- _Fragmento del documento_:

--*--

Yo debería haberme quedado más tranquilo, con ganas de un cigarrito y de ver el Madrid-Atleti, pero la turbación del cotejó de mis expectativas con factores de densidad y volumetría mantenían mi cerebro revolucionado. Tocar esas turgencias fue una profanación que nos acercaba a los dos a la muerte.
Esta actitud es fundamental para rebasar las cuestiones propias de la profesión de artista sin desencanto.
En la facultad aprendes a mirar un cuerpo desnudo como si no fuera una mujer. Calculas proporciones, `planos de color ante una mujer distante, posando con frialdad. Sin retiro y jaramagos, sin paseantes ni voyeurs. Vamos, como un ginecólogo.

--*--

- _Información extraída_:

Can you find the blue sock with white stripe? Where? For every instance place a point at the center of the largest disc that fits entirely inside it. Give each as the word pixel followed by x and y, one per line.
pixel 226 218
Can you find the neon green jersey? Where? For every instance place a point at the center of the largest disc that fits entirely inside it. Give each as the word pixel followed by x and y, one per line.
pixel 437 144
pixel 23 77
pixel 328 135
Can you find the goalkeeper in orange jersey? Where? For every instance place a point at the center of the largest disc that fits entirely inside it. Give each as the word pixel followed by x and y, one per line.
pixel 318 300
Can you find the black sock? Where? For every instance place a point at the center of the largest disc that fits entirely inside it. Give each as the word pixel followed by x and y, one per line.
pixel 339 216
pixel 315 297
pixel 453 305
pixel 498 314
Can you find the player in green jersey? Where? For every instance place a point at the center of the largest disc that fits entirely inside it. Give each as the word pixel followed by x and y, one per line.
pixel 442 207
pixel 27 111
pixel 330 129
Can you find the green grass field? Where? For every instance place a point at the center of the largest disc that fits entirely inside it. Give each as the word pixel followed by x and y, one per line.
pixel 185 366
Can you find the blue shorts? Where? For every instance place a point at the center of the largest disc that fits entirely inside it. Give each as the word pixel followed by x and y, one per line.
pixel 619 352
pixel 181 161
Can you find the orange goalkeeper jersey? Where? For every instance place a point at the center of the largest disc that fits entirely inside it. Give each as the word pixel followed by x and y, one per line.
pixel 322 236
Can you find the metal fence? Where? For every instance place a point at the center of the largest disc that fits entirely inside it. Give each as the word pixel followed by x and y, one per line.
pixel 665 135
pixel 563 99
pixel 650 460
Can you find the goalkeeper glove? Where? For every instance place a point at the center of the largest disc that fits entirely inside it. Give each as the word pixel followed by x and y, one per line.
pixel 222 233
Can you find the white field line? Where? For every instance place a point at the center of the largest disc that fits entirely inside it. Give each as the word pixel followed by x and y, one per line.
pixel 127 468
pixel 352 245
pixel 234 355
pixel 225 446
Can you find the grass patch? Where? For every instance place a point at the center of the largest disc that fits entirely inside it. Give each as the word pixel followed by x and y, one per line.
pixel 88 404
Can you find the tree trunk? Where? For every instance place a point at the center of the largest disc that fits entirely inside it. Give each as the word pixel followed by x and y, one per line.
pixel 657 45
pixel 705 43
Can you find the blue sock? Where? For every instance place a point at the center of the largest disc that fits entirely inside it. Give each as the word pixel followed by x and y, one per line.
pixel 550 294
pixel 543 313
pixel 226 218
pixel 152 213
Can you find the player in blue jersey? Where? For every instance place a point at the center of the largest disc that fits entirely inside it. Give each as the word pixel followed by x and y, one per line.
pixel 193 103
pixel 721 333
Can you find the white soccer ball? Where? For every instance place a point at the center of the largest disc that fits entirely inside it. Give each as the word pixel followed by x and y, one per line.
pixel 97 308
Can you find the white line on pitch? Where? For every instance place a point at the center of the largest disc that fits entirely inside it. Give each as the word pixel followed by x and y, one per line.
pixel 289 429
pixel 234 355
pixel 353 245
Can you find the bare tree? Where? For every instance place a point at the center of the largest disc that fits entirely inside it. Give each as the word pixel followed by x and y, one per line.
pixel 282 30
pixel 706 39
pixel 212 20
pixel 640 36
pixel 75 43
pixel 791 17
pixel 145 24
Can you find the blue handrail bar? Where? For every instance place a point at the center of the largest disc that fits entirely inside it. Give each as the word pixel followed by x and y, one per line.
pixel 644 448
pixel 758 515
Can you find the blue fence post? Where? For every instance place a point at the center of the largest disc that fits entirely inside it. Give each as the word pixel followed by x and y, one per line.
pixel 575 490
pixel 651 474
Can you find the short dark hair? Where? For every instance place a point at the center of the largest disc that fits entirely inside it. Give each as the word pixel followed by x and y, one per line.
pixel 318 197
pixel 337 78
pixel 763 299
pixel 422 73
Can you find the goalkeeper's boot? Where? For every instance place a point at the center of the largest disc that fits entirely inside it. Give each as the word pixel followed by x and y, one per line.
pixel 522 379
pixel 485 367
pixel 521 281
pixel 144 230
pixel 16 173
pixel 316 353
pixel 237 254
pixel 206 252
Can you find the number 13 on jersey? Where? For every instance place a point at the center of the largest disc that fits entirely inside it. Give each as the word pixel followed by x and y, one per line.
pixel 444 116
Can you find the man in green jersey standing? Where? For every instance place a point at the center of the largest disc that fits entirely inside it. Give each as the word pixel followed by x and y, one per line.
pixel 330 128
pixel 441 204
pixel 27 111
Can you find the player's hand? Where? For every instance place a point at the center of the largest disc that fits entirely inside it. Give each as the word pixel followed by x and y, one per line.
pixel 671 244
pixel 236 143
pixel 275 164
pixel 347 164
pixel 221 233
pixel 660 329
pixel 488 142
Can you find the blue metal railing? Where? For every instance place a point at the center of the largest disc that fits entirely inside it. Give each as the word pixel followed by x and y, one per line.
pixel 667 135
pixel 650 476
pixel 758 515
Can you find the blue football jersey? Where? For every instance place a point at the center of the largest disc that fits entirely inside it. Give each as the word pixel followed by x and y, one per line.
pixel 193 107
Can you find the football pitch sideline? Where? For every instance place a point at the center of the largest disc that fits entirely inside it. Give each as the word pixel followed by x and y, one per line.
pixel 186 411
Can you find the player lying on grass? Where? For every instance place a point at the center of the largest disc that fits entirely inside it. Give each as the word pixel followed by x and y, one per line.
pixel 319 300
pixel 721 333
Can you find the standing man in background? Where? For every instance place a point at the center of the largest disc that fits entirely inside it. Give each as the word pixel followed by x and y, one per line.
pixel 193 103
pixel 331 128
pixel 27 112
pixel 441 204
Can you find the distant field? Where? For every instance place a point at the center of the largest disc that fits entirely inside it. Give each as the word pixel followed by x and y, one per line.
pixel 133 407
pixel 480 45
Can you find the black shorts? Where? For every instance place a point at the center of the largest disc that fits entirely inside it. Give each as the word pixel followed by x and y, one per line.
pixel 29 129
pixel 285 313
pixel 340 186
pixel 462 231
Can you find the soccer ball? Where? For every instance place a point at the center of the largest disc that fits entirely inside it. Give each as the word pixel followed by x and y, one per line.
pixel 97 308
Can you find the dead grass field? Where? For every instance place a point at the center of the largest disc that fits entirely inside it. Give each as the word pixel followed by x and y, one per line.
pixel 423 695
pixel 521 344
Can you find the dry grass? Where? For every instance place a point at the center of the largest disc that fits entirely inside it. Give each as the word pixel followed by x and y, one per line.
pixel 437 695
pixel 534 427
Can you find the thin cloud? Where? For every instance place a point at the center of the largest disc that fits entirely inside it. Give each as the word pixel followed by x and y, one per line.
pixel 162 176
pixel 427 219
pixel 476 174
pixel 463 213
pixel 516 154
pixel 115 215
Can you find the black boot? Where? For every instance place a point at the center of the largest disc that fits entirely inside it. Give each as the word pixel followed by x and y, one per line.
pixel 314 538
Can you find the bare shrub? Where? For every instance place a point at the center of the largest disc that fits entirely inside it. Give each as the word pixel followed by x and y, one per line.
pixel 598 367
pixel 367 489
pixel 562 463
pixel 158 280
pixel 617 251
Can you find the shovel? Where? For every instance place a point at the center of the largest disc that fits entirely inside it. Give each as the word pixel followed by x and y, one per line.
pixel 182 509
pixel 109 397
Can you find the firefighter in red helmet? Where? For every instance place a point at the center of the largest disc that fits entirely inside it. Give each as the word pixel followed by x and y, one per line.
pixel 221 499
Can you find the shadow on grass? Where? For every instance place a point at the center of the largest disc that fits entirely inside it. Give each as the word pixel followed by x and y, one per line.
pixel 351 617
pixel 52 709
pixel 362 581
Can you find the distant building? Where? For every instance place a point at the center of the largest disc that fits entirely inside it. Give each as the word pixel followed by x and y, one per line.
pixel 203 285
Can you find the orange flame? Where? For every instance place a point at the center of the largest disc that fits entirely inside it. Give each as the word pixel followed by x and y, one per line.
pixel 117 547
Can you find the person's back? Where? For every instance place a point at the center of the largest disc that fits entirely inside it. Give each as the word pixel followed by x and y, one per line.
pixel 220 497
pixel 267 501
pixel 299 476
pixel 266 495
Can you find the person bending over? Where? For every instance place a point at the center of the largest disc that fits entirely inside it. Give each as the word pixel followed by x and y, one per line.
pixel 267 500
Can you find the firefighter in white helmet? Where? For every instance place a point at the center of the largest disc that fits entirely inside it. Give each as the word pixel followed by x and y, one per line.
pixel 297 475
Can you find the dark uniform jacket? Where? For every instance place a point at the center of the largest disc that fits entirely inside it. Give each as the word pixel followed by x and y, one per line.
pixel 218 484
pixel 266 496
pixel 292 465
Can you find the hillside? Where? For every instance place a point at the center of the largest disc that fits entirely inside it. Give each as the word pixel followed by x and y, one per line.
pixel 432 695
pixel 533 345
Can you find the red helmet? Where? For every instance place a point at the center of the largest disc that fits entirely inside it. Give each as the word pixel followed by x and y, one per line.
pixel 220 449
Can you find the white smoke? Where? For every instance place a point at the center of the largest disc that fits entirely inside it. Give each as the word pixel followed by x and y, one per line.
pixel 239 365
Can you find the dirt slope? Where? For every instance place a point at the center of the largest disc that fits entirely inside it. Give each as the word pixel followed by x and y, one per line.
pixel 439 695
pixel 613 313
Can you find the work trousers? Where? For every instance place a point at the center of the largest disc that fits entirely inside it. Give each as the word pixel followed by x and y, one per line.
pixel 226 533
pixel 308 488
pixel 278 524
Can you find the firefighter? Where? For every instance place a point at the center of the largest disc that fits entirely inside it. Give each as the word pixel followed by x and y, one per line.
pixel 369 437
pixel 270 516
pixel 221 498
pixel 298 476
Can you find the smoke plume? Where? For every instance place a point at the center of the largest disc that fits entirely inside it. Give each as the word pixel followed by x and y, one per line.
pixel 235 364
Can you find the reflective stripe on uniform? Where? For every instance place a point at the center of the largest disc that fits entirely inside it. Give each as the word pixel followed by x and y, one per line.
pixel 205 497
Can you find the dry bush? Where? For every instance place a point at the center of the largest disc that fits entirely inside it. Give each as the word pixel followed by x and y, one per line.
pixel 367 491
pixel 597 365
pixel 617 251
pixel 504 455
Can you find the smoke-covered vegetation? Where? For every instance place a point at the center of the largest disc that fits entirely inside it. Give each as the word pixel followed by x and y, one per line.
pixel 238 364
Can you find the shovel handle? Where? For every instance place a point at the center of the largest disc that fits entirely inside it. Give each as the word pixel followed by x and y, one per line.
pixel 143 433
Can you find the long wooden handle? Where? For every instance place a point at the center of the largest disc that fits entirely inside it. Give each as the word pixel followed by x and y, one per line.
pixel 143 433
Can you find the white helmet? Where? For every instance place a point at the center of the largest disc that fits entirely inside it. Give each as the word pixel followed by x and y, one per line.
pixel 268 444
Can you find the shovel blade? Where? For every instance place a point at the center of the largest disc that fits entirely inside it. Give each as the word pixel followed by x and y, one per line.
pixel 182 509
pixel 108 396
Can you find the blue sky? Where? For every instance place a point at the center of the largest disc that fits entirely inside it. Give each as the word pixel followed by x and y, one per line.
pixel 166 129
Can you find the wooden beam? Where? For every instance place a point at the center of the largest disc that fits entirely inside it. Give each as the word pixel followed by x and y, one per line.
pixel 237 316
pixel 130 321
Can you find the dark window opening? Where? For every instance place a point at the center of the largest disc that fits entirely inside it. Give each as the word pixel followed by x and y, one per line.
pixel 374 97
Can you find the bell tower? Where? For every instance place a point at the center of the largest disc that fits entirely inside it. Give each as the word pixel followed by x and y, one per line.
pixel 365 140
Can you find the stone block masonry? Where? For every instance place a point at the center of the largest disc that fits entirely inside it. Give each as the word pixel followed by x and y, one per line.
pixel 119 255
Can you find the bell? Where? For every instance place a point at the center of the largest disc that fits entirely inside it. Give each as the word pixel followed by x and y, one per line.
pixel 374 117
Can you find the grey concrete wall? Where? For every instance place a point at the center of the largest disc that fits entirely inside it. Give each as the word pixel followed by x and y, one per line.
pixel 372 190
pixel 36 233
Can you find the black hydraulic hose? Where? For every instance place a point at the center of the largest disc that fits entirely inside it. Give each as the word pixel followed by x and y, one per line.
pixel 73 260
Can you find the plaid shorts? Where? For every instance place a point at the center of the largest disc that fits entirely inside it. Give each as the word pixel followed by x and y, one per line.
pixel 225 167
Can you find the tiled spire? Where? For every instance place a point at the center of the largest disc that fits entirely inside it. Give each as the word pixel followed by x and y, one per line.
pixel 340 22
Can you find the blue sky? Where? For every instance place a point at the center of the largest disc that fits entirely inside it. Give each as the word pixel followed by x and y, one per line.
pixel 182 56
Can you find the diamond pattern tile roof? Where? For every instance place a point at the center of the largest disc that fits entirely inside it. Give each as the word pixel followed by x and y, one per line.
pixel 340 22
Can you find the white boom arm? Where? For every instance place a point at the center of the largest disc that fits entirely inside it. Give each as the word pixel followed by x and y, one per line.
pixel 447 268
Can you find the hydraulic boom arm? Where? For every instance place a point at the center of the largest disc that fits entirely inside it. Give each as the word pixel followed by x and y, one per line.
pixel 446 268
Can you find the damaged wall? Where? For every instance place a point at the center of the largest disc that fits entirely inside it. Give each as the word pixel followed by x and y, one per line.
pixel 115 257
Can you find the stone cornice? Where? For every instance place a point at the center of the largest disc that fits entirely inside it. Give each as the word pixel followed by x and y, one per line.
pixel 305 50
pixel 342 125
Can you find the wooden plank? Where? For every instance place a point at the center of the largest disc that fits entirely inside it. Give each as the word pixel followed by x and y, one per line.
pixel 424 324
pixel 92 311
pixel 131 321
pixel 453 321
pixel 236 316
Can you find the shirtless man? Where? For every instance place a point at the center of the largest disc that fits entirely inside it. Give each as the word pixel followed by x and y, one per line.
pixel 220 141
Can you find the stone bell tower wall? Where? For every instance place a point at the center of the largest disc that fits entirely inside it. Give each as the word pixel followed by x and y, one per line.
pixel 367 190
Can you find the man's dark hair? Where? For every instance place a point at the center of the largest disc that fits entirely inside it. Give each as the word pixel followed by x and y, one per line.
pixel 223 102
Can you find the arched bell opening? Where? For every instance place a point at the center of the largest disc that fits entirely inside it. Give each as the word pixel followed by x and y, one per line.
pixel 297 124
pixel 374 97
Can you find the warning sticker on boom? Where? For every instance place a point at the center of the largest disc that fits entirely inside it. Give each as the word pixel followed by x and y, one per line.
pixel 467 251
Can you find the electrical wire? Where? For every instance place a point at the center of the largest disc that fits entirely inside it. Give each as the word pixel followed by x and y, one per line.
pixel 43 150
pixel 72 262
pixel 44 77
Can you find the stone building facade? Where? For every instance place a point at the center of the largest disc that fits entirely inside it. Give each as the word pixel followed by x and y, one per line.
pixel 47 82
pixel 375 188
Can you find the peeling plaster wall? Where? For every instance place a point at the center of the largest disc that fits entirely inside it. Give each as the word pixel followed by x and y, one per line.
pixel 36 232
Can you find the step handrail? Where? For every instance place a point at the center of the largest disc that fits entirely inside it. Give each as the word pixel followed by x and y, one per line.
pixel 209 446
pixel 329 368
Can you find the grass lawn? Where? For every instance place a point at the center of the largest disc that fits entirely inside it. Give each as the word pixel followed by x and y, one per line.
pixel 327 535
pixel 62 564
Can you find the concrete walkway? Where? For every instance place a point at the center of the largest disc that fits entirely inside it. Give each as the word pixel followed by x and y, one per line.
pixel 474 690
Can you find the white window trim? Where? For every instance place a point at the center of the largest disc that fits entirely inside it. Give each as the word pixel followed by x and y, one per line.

--*--

- _Tareas a realizar_:
#1 Edita las filas desde la que contiene "Can you find the soccer" hasta la que contiene "pixel 115 215", cambiando "thin cloud" por "light cloud" y dejando todo lo demás intacto.
#2 Retoma el fragmento sobre el artista que mira un cuerpo desnudo y continúalo a partir de su última frase.

- _Respuestas a ejercicios_:
#1
Can you find the soccer ball? Where? For every instance place a point at the center of the largest disc that fits entirely inside it. Give each as the word pixel followed by x and y, one per line.
pixel 97 308
Can you find the dead grass field? Where? For every instance place a point at the center of the largest disc that fits entirely inside it. Give each as the word pixel followed by x and y, one per line.
pixel 423 695
pixel 521 344
Can you find the dry grass? Where? For every instance place a point at the center of the largest disc that fits entirely inside it. Give each as the word pixel followed by x and y, one per line.
pixel 437 695
pixel 534 427
Can you find the light cloud? Where? For every instance place a point at the center of the largest disc that fits entirely inside it. Give each as the word pixel followed by x and y, one per line.
pixel 162 176
pixel 427 219
pixel 476 174
pixel 463 213
pixel 516 154
pixel 115 215

#2
Más tarde aparece la verdadera pornografía, la del mercado. Los precios de los cuadros, las comisiones, las ventas.
A pesar de todos los episodios que, antes y después de aquel, me he ido despojando de la mística de lo desconocido, mantengo intacto un profiláctico y saludable instinto infantil. Aún sigo sin poder sostenerle la mirada a un topless.
Mi fe en la creación sigue intacta.
Os deseo un próspero fin de semanas y que una trucha salte de una alcantarilla para revelaros el número premiado de los euromillones.